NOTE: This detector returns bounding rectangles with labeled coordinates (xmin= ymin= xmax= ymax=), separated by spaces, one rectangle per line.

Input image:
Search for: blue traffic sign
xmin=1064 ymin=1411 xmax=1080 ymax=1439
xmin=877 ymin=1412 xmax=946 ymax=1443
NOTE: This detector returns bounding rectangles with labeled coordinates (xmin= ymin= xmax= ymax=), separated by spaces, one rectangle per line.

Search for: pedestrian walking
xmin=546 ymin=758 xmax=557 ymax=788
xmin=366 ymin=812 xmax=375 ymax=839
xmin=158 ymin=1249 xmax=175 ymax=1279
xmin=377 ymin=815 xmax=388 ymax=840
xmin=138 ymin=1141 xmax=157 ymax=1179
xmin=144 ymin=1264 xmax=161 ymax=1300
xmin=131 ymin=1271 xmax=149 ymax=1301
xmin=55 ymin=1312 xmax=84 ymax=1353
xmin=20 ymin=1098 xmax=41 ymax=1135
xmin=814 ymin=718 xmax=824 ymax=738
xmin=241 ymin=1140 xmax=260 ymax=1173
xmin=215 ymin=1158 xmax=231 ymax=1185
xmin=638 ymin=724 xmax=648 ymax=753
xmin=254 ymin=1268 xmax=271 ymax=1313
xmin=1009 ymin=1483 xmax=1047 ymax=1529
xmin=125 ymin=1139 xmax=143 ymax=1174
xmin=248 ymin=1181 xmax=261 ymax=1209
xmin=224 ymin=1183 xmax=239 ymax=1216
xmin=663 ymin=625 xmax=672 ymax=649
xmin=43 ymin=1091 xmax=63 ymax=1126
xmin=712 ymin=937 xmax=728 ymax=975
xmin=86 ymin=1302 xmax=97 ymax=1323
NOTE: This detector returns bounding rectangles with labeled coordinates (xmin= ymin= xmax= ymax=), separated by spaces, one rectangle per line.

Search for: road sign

» Work instruction
Reproduce the entire listing. Keep every word as it is.

» Response to the exercise
NOTE: This detector returns bounding rectangles with labeled coordinates (xmin= ymin= xmax= ymax=), separated by spaces, one rectangle per line.

Input image:
Search for: blue traffic sign
xmin=1064 ymin=1411 xmax=1080 ymax=1439
xmin=877 ymin=1412 xmax=946 ymax=1443
NOTE: This detector returns bounding rectangles with labeled coordinates (xmin= ymin= xmax= ymax=), separated by spaces, one rectangle per line.

Search for: pedestrian walking
xmin=546 ymin=758 xmax=557 ymax=788
xmin=366 ymin=812 xmax=375 ymax=839
xmin=158 ymin=1249 xmax=175 ymax=1279
xmin=377 ymin=815 xmax=388 ymax=840
xmin=138 ymin=1141 xmax=157 ymax=1179
xmin=144 ymin=1264 xmax=161 ymax=1300
xmin=131 ymin=1271 xmax=149 ymax=1301
xmin=55 ymin=1312 xmax=84 ymax=1353
xmin=20 ymin=1098 xmax=41 ymax=1135
xmin=814 ymin=718 xmax=824 ymax=738
xmin=241 ymin=1140 xmax=260 ymax=1173
xmin=215 ymin=1158 xmax=231 ymax=1185
xmin=638 ymin=724 xmax=648 ymax=753
xmin=254 ymin=1268 xmax=271 ymax=1313
xmin=1009 ymin=1483 xmax=1047 ymax=1529
xmin=125 ymin=1139 xmax=143 ymax=1174
xmin=248 ymin=1181 xmax=261 ymax=1209
xmin=224 ymin=1183 xmax=239 ymax=1216
xmin=663 ymin=625 xmax=672 ymax=649
xmin=43 ymin=1091 xmax=63 ymax=1126
xmin=712 ymin=937 xmax=728 ymax=975
xmin=86 ymin=1302 xmax=97 ymax=1323
NOTE: This detector returns bounding rectangles with labeled coordinates (xmin= ymin= xmax= ymax=), separated by spaces, one rectangle per line.

Search for: road sign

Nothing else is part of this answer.